1. Provide Physician Oversight and Direction
A credentialed staff physician is ultimately responsible for ensuring that appropriate care is provided to the patient during all phases of sedation. When the physician ordering sedation is not on site at the time of sedation, a qualified physician will be designated to be on-site and responsible for the sedation including assessment and monitoring during the pre-, intra- and post-sedation phases.
In the event that the physician responsible for the sedation is not available for any part of the sedation and procedural period, s/he shall delegate the care to another clearly identified qualified physician who has accepted the responsibility and is knowledgeable about the patient's condition.
A credentialed physician will:
- Assess and document a patient's appropriateness to receive sedation prior to receiving any sedative drugs as evidenced by his/her signature on the appropriate sedation form
- Re-evaluate the patient immediately prior to sedation administration as evidenced by his/her signature on the appropriate sedation form
- Order and direct the administration of sedation based on findings of the pre-procedure assessment
- Be on site and able to respond to changing patient status and treat complications of sedation that may occur
- Be able to rescue patients that unavoidably slip into a level of deep sedation, and
- Have immediate (STAT response) access to support from Anesthesiology or the Blue Cart Team, OR if offsite, must be able to demonstrate competency to provide continuing respiratory and cardiac life support measures (e.g., Active certification in Advanced Cardiac Life Support (ACLS)
- Have immediate access to obtain additional assistance for transport to an appropriate hospital care unit.

(Spatial localization data)
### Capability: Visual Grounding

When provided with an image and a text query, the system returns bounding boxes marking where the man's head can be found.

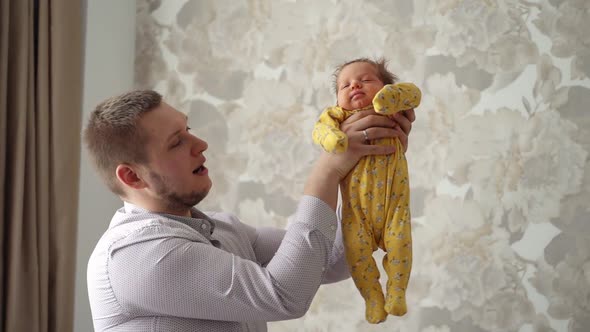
[84,90,211,214]
[334,58,397,110]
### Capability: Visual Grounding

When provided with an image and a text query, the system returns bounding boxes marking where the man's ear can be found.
[115,164,147,189]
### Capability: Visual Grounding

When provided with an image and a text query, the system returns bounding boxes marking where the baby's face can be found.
[336,62,383,110]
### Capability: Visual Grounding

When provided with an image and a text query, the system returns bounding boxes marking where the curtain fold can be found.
[0,0,84,332]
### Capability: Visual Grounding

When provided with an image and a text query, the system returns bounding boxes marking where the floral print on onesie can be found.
[312,83,422,324]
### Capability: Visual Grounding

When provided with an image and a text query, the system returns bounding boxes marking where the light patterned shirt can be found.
[87,196,349,332]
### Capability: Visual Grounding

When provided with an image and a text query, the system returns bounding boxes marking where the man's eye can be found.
[171,139,182,148]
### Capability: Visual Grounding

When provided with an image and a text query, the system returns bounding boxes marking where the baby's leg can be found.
[383,152,412,316]
[342,206,387,324]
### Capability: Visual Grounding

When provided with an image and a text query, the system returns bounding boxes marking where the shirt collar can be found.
[110,202,215,239]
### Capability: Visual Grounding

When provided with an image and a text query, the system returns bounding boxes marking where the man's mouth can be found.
[193,165,208,175]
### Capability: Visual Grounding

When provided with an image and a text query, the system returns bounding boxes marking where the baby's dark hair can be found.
[332,58,398,94]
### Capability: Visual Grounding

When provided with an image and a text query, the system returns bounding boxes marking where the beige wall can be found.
[135,0,590,332]
[76,0,590,332]
[74,0,135,332]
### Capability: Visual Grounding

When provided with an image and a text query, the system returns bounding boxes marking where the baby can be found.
[313,58,421,324]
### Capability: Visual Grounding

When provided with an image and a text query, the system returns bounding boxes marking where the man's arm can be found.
[108,196,337,321]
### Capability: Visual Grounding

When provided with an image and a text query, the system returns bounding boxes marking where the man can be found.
[84,91,414,331]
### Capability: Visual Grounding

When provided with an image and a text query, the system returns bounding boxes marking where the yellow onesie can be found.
[313,83,422,323]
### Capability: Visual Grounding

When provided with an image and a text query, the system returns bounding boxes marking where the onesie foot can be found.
[365,301,387,324]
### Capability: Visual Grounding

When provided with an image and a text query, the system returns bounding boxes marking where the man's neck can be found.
[121,197,191,217]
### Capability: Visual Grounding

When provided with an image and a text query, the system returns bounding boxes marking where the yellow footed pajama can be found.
[312,83,422,324]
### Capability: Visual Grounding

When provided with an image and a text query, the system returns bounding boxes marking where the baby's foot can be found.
[365,300,387,324]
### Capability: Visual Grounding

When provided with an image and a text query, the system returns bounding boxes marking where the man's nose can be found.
[191,137,209,156]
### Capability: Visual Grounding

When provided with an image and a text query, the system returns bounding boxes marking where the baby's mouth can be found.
[193,165,207,175]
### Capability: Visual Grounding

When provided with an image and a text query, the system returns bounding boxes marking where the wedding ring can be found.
[363,129,369,144]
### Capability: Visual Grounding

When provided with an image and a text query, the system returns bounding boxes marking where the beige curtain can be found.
[0,0,84,332]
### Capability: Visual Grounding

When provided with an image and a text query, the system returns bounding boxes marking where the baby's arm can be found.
[373,83,422,115]
[312,107,348,153]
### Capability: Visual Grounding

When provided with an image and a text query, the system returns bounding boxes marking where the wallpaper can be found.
[135,0,590,332]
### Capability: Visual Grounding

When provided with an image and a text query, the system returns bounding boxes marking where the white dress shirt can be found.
[87,196,349,332]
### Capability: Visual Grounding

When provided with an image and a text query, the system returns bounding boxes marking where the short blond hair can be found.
[83,90,162,196]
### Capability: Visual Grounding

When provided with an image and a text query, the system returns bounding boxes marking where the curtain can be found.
[0,0,84,332]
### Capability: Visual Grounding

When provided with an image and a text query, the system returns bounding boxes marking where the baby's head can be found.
[334,58,397,110]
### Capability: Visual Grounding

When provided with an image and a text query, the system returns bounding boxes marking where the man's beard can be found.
[150,172,209,211]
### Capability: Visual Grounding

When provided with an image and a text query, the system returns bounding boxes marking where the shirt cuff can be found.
[294,195,338,241]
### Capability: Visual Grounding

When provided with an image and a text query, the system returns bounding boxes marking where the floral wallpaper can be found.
[135,0,590,332]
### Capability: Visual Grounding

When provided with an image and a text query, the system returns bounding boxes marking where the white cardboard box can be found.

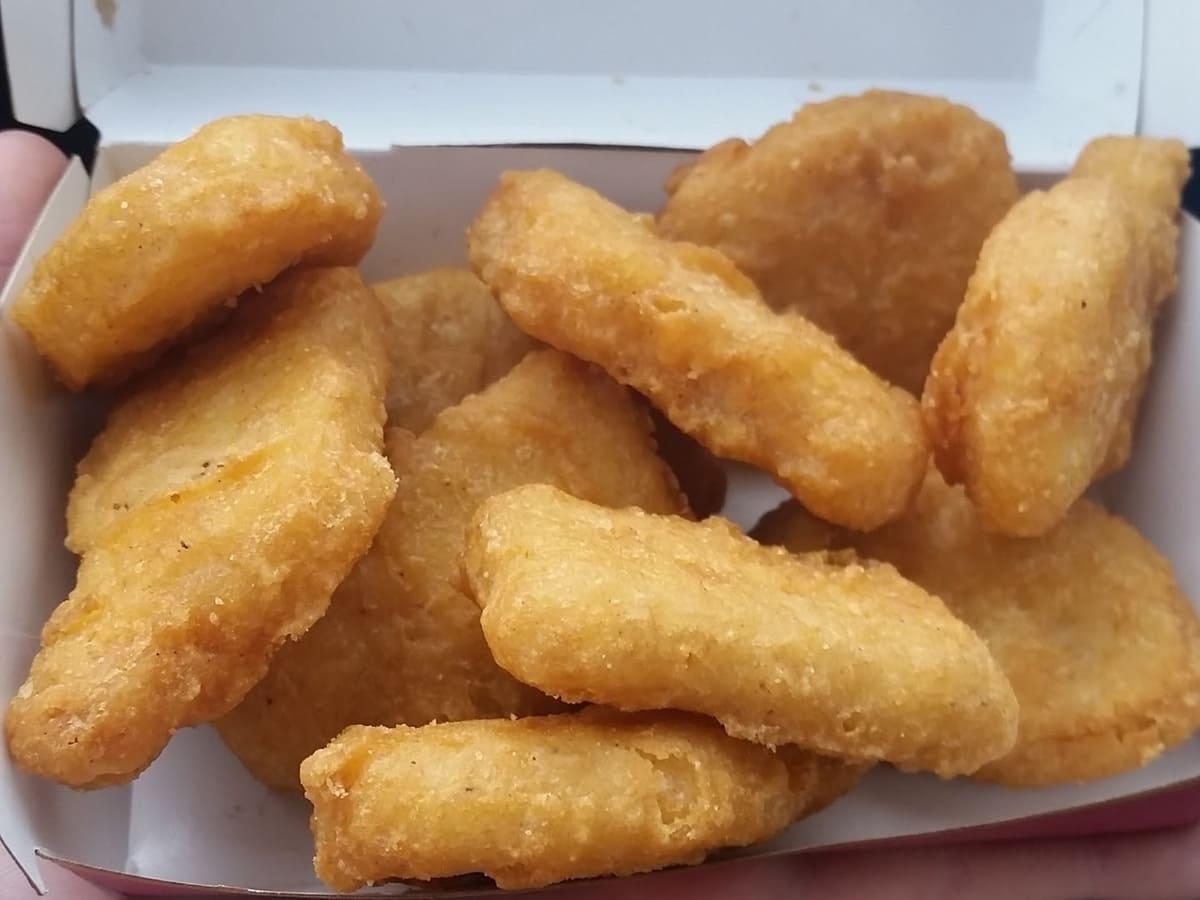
[0,0,1200,896]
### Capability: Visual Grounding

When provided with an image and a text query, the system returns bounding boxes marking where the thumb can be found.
[0,131,66,287]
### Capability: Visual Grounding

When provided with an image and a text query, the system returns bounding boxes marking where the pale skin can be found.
[0,132,1200,900]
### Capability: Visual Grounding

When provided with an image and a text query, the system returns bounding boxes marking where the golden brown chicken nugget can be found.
[300,707,857,890]
[5,269,395,787]
[372,269,538,434]
[1070,136,1190,306]
[463,485,1016,776]
[217,350,686,790]
[755,473,1200,785]
[658,91,1016,394]
[646,403,728,518]
[12,115,383,389]
[922,145,1186,536]
[469,170,929,529]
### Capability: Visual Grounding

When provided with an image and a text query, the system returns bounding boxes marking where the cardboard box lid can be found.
[28,0,1147,169]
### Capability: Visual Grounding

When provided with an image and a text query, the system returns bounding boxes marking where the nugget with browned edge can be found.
[755,473,1200,785]
[469,170,929,529]
[372,269,538,434]
[922,138,1188,536]
[300,707,859,890]
[12,115,383,389]
[658,91,1016,394]
[5,269,396,787]
[463,485,1016,776]
[217,350,686,790]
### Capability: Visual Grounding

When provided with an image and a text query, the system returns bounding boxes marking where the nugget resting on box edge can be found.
[468,170,928,529]
[755,472,1200,786]
[5,269,395,787]
[922,138,1188,536]
[12,115,383,389]
[372,269,538,434]
[217,350,686,790]
[658,91,1016,394]
[300,707,860,890]
[463,485,1018,776]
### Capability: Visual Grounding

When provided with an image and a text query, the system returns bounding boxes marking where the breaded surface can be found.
[1070,136,1190,307]
[658,91,1016,394]
[755,473,1200,785]
[5,269,395,787]
[217,350,686,790]
[923,142,1187,536]
[463,485,1016,776]
[469,170,928,529]
[12,115,383,389]
[301,707,857,890]
[646,403,728,518]
[372,269,538,434]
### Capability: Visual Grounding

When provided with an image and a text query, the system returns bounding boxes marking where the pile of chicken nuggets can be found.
[5,91,1200,890]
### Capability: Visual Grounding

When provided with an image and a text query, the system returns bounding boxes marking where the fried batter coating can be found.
[300,707,857,890]
[469,170,929,529]
[217,350,686,790]
[922,142,1187,536]
[755,473,1200,786]
[647,403,728,518]
[463,485,1016,776]
[1070,137,1190,307]
[372,269,538,434]
[658,91,1016,394]
[12,115,383,389]
[5,269,395,787]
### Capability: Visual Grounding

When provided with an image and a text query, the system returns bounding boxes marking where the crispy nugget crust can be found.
[658,91,1016,394]
[469,170,928,529]
[1070,137,1190,307]
[301,708,857,890]
[12,115,383,389]
[372,269,538,434]
[463,486,1016,776]
[922,139,1187,536]
[755,473,1200,786]
[5,269,395,787]
[217,350,686,790]
[646,403,728,518]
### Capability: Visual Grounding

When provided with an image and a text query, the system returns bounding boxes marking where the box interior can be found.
[0,0,1200,896]
[73,0,1144,169]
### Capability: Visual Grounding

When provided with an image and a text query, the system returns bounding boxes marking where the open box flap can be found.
[74,0,1142,169]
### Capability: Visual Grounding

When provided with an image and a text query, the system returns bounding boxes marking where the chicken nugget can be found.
[5,269,395,787]
[646,403,728,518]
[922,142,1187,536]
[1070,136,1190,307]
[12,115,383,389]
[754,473,1200,786]
[658,91,1016,394]
[300,707,858,890]
[469,170,929,529]
[217,350,686,790]
[372,269,538,434]
[463,485,1016,776]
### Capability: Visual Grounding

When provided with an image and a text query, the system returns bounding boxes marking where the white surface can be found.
[1139,0,1200,146]
[0,139,1200,893]
[0,160,128,897]
[74,0,1142,168]
[0,0,77,131]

To do: Reproduce the physician oversight passage from "1. Provide Physician" up to and including "the patient's condition.", swapping "qualified physician" for "qualified clinician". Rely only on the physician oversight passage.

Task result:
1. Provide Physician Oversight and Direction
A credentialed staff physician is ultimately responsible for ensuring that appropriate care is provided to the patient during all phases of sedation. When the physician ordering sedation is not on site at the time of sedation, a qualified clinician will be designated to be on-site and responsible for the sedation including assessment and monitoring during the pre-, intra- and post-sedation phases.
In the event that the physician responsible for the sedation is not available for any part of the sedation and procedural period, s/he shall delegate the care to another clearly identified qualified clinician who has accepted the responsibility and is knowledgeable about the patient's condition.